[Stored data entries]

Content starts

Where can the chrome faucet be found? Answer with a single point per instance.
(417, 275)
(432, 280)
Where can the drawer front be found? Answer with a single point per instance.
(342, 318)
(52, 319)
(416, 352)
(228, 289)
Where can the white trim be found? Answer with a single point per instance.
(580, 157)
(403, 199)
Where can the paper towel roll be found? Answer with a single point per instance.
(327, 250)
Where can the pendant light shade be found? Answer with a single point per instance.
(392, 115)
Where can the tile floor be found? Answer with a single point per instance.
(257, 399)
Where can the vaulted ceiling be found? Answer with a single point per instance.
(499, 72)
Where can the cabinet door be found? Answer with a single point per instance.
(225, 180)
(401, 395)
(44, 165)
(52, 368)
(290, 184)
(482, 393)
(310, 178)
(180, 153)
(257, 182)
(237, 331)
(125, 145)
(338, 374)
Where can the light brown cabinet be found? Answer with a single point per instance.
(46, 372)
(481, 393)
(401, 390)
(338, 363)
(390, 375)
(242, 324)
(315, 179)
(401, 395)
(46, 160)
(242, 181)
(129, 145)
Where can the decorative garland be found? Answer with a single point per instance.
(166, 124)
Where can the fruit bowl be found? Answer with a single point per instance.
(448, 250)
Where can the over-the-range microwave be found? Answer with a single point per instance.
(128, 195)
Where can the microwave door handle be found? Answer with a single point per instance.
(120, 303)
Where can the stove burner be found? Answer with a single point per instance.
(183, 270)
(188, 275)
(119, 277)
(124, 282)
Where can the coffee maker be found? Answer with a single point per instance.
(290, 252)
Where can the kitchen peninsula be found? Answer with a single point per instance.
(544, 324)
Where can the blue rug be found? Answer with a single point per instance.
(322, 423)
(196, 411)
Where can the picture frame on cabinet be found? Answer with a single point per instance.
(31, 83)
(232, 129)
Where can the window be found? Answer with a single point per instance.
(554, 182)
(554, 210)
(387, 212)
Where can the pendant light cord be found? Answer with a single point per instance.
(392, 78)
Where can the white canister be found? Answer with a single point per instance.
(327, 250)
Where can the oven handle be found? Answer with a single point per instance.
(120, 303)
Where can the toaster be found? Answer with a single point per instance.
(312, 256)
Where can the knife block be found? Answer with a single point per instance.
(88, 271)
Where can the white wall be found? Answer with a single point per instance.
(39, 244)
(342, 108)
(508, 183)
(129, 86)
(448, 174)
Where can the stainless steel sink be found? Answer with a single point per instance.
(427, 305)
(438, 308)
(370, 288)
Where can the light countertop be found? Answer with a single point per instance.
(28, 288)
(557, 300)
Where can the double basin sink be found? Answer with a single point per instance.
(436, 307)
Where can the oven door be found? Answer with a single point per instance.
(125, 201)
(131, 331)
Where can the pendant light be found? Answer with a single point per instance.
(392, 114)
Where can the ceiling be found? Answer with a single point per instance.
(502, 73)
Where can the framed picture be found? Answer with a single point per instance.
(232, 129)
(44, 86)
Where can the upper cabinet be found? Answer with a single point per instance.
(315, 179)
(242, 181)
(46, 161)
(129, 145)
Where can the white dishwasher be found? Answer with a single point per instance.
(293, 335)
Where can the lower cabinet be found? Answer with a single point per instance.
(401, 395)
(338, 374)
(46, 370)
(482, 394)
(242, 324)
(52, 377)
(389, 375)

Content ends

*What to do*. Reproduce the entries above in full, exactly as they read.

*Expected answer*.
Where can the chrome faucet be found? Answer with a single point per instance.
(417, 275)
(432, 280)
Where can the drawer front be found? Answer with a single point per instance.
(342, 318)
(52, 319)
(416, 352)
(228, 289)
Where can the white trim be found? Answer with a single point per instance.
(580, 157)
(403, 199)
Where can the paper towel roll be found? Answer with a single point per instance.
(327, 250)
Where can the pendant light shade be found? Answer with a single point per instance.
(392, 115)
Where can the tile floor be found? Answer with a single point per instance.
(257, 399)
Where can the vaulted ceiling be found? Answer with a single point per instance.
(499, 72)
Where can the cabinet door be found? Answer with a single point per instance.
(225, 180)
(401, 395)
(44, 165)
(52, 368)
(290, 184)
(482, 393)
(310, 178)
(180, 153)
(257, 182)
(237, 331)
(125, 145)
(338, 374)
Where can the light brown cabinet be found? Answer with a single point per instance.
(46, 372)
(481, 393)
(401, 390)
(338, 363)
(390, 375)
(242, 324)
(315, 179)
(401, 395)
(46, 160)
(242, 181)
(129, 145)
Where can the decorative garland be found? Answer with a single point per instance.
(166, 124)
Where can the fruit bowl be found? Answer with a single point per instance.
(448, 250)
Where can the over-the-range microwave be found? Answer with a single point per instance.
(128, 195)
Where can the microwave door handle be found? Answer with a single point per instance.
(120, 303)
Where can the stove burner be found? Answer with a single point per instance.
(183, 270)
(188, 275)
(119, 277)
(124, 282)
Where can the coffee maker be found? Answer with a single point per instance.
(290, 252)
Where can the kitchen peninsula be found? Answer with a single point per instance.
(544, 324)
Where can the blue rug be found? Answer with a single point per instance.
(322, 423)
(196, 411)
Where can the picture frame on cabinet be found? Answer with a single point per instance.
(31, 83)
(232, 129)
Where can the window be found? Answer with a single point per instance.
(554, 182)
(554, 210)
(387, 212)
Where can the pendant light cord be found? Answer with a single point per instance.
(392, 78)
Where can the white canister be found? Answer with a single point per instance.
(327, 250)
Where can the oven handle be found? Answer with a single point per instance.
(120, 303)
Where can the toaster be found? Answer with a single point per instance.
(312, 256)
Where can the knife block be found? Answer with a single point per instance.
(88, 271)
Where can the white wall be found? Answer with a single point per instance.
(39, 244)
(342, 108)
(508, 183)
(129, 86)
(448, 174)
Where can the stainless steel sink be found? Answer with a single point per instance.
(427, 305)
(438, 308)
(370, 288)
Where can the light countertop be found? Answer with a single point per instance.
(28, 288)
(557, 300)
Where can the double basin sink be found? Answer with a single point per instance.
(436, 307)
Where can the oven door be found? Answer with a single point per instance.
(125, 201)
(131, 331)
Where can the pendant light be found? Answer with a single point per instance.
(392, 114)
Where can the ceiling be found? Answer with a single point per instance.
(502, 73)
Where can the framed picture be found? Answer with a single point per instance.
(232, 129)
(44, 86)
Where can the upper cabinet be found? Answer with a single point per instance.
(315, 179)
(242, 181)
(46, 161)
(129, 145)
Where can the white dishwasher be found? Answer with a single point per instance.
(293, 335)
Where can the lower cabinet be found? Answer with a single point per instance.
(401, 395)
(338, 374)
(46, 370)
(482, 394)
(242, 324)
(52, 377)
(389, 375)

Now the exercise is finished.